• [Document passage]:
⟨

Abstract
Purpose
In this study, the effects of Curacel TM oxidized regenerated cellulose and bone wax on the healing bone were compared to each other by means of CT based bone density measurement and histopathological evaluation.
Methods
The bone density measurements of the control group were significantly higher than those of both Curacel and bone wax groups.
Results
There was no significant difference between Curacel and bone wax. Histopathologically, the bone wax group showed more osteoblastic activation than Curacel group. For all measurement parameters (osteoblastic activation, osteoclastic activation, fibrous connective tissue, osseous trabeculae), Curacel and bone wax groups had worse results than control group. It is concluded that Curacel has no superiority over bone wax in terms of osseous healing in the oroantral region. There is no need to use oxidized regenerated cellulose or bone wax for small oroantral openings since the healing is better without any intervention. In addition, bone density measurement and histopathological evaluation were consistent in terms of osseous healing of the oroantral opening.

⟩

• [Tasks]:
**a)** In the abstract on Curacel and bone wax, which group showed more osteoblastic activation in the histopathological evaluation?
**b)** List the measurement parameters that the abstract on Curacel and bone wax gives in parentheses.
**c)** Proceed with the abstract on Curacel and bone wax from where it stops.
The rows come from a different source than the abstract.

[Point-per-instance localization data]
⟨

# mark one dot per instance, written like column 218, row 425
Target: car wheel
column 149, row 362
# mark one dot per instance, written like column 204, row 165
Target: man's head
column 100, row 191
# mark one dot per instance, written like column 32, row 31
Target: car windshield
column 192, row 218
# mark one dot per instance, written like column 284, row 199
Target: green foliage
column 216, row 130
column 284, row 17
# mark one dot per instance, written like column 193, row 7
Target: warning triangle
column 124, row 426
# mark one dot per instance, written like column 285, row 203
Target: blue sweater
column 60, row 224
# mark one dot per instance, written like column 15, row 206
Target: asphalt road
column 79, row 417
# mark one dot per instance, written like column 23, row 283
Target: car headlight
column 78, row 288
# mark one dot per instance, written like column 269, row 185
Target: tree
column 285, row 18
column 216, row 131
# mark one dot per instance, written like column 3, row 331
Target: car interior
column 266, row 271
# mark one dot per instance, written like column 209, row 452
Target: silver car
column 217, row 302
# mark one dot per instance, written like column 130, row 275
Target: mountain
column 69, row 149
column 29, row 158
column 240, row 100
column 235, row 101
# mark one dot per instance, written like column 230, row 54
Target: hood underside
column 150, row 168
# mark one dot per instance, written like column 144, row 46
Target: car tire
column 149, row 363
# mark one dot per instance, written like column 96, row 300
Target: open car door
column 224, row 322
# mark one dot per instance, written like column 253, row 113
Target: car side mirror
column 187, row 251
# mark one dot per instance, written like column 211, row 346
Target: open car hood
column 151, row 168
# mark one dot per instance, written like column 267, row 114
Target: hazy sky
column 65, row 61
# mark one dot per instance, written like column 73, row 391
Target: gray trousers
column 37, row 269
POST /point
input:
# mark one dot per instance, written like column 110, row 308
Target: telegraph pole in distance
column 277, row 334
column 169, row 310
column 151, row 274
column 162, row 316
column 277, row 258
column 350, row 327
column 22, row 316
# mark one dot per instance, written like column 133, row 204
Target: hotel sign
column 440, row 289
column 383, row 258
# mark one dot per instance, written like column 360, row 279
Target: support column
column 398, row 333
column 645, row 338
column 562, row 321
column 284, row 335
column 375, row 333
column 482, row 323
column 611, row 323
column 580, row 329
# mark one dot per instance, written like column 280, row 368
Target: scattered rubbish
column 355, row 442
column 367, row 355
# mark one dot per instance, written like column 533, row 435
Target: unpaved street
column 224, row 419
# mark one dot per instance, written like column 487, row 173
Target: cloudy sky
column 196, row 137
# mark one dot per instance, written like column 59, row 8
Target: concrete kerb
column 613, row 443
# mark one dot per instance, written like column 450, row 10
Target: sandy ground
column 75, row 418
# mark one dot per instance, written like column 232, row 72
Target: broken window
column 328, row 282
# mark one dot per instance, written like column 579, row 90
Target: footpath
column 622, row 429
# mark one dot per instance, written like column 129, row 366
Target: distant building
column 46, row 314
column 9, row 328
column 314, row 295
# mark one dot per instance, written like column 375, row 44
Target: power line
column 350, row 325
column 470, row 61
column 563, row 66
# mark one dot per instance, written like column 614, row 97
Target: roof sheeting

⟩

• [Responses]:
**a)** The bone wax group showed more osteoblastic activation than the Curacel group.

**b)** Osteoblastic activation, osteoclastic activation, fibrous connective tissue, osseous trabeculae

**c)**
Keywords: Oroantral communication, Curacel, Bone wax, Wound healing, Oxidized regenerated cellulose
Introduction
An oroantral communication (OAC) is an open connection between the oral cavity and maxillary sinus. OACs are usually caused by the extraction of the maxillary posterior teeth [1–3]. The incidence rates are 0.31 and 4.7% after the extraction of upper teeth [1, 4]. The presence of an OAC itself is not a major problem; however, severe complications with persistent sinusitis can occur if proper treatment is not provided. Smaller OACs are often closed by a coagulum and heal spontaneously. In the literature, it is reported that the dimensions of small OACs vary from 5 mm [5] to 3 mm [6] and 2 mm [7]. However, it is difficult to determine the size of the OAC clinically, which makes it also difficult to predict whether an OAC will heal uneventfully without intervention. In order to prevent chronic sinusitis and the development of fistulas, it is widely accepted that all such defects should be surgically closed within 24–48 h [5].
The closure of OACs is commonly performed by a surgical procedure using a mucoperiosteal flap. Various forms of buccal flaps, palatal flaps, and tongue flaps are described in literature for this purpose [8–11]. Surgical closure has several disadvantages. The mobilization of soft tissue flaps requires surgical expertise and equipment that may not be available when the OAC occurs [12]. Furthermore, in the short term, the patient suffers from more postoperative pain and swelling than an uncomplicated extraction. In the long term, the vestibular sulcus depth may remain permanently decreased. If the patient becomes (partly) edentulous, this might interfere with the proper construction of a prosthetic intraoral appliance.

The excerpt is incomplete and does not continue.